>>

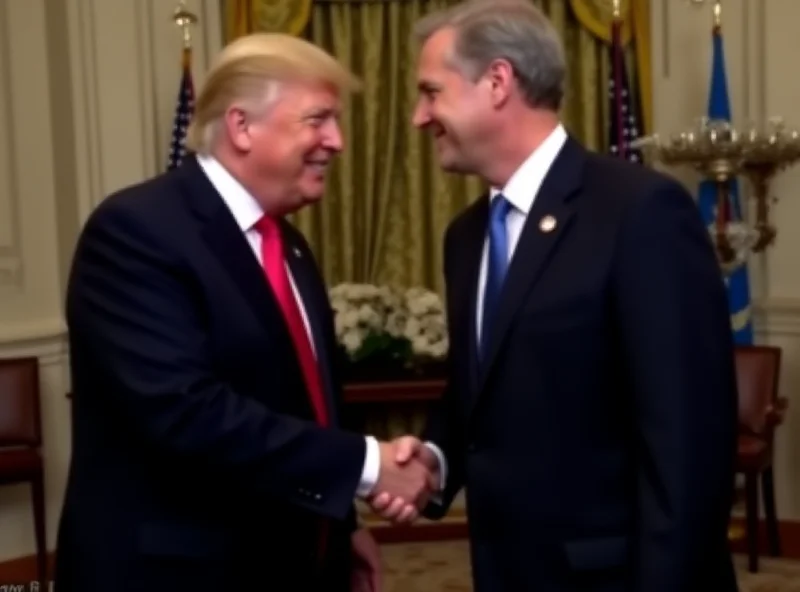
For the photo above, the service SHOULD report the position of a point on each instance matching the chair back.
(20, 420)
(757, 372)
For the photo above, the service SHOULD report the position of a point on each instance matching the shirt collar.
(240, 202)
(524, 184)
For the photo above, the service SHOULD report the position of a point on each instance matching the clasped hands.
(409, 476)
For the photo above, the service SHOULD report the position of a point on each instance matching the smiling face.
(288, 149)
(458, 112)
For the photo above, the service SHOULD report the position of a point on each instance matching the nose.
(421, 116)
(333, 137)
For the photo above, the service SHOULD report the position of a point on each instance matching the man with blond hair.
(590, 413)
(207, 453)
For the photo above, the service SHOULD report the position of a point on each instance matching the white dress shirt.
(520, 191)
(247, 212)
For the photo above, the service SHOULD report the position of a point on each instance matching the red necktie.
(274, 265)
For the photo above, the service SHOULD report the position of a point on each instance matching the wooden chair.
(760, 412)
(21, 440)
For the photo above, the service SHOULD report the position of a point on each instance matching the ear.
(237, 128)
(500, 75)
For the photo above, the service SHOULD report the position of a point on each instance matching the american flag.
(183, 114)
(624, 126)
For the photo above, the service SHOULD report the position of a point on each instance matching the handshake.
(409, 476)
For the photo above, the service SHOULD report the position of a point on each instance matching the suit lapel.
(468, 266)
(553, 204)
(229, 244)
(311, 291)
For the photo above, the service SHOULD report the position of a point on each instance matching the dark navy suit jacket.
(596, 441)
(196, 462)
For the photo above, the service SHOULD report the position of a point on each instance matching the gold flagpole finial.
(185, 19)
(718, 13)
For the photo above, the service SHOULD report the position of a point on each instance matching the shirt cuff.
(371, 470)
(442, 464)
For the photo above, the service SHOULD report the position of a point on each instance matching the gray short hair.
(514, 30)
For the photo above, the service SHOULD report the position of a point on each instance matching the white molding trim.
(30, 333)
(777, 316)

<<

Rewrite the listing from the line containing "the shirt cuff." through the end of the listing, changing "gray short hair" to "silver short hair" and keeping everything else the same.

**Answer to the task**
For the photo above, the service SHOULD report the position of a point on each instance matching the shirt cuff.
(371, 470)
(442, 464)
For the photo above, the service SHOULD report the position of a point on each instance matching the silver short hair.
(514, 30)
For the photo above, the service SHOULD report the position of a point on each instance matching the white molding trim.
(30, 333)
(777, 316)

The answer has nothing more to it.